» Work instructions: In the passage on Morneau's career, with which team did he win the National League batting title?
-- Passage follows --
Morneau spent the first 11 years of his career in Minnesota, which selected him in the third round of the 1999 draft. As a member of the Twins from 2003-2013, Morneau slashed .278/.347/.485 with 221 home runs in 5,350 plate appearances, earned four All-Star nods and won the American League MVP in 2006. Unfortunately, Morneau’s effectiveness began fading after he suffered a concussion midway through the 2010 campaign, when he may have been on the way to another MVP. His tenure with the Twins concluded when they traded him to the Pirates in August 2013.
Morneau didn’t last in Pittsburgh beyond his late-2013 run there and has since played for the Rockies, with whom he hit .319 in 2014 and won the National League batting title, and White Sox. The 35-year-old appeared in only 49 games with the Rockies in 2015 and then endured one of the least productive campaigns of his career last season in Chicago (though he didn’t debut until June after undergoing offseason elbow surgery). All told, Morneau hit .261/.303/.429 in 218 PAs and paired a career-worst walk rate (5.5 percent) with a bloated strikeout rate (23.9 percent – well above his lifetime mark of 15.5).
-- Passage concluded --
-- Data to examine follows --
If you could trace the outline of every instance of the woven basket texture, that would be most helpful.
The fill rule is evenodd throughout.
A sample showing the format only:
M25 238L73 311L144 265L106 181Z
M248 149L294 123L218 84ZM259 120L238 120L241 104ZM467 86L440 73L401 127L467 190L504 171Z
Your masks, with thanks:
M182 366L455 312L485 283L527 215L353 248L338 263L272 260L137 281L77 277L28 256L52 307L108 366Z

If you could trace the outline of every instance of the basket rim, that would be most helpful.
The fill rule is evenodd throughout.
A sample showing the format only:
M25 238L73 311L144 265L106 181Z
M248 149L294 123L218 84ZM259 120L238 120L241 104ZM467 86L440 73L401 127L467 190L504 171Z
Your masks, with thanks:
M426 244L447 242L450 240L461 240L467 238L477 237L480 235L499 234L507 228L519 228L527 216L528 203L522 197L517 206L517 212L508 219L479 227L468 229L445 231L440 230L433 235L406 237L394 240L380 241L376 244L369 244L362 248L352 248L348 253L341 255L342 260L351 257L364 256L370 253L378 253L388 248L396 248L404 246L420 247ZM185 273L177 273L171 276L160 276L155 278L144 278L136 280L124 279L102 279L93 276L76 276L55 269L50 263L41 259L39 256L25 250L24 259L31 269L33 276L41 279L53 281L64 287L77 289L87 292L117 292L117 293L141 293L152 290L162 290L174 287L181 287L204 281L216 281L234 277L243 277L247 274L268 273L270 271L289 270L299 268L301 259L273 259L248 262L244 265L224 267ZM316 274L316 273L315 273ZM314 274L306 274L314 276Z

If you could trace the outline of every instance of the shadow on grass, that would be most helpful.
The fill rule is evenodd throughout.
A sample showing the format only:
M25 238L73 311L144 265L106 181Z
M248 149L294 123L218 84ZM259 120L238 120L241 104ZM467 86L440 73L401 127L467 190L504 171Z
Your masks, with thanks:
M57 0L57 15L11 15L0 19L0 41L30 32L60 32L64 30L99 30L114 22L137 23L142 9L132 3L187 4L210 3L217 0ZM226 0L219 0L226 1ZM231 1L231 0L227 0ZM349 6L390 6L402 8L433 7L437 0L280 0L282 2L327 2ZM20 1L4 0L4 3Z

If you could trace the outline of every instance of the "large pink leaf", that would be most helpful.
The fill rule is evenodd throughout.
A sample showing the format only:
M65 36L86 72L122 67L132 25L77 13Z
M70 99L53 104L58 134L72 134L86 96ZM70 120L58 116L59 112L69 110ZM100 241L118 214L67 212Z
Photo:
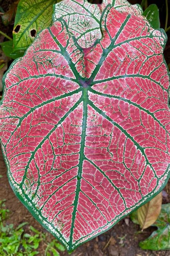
-- Data to examine concluded --
» Response area: The Rockies, in 2014, when he hit .319.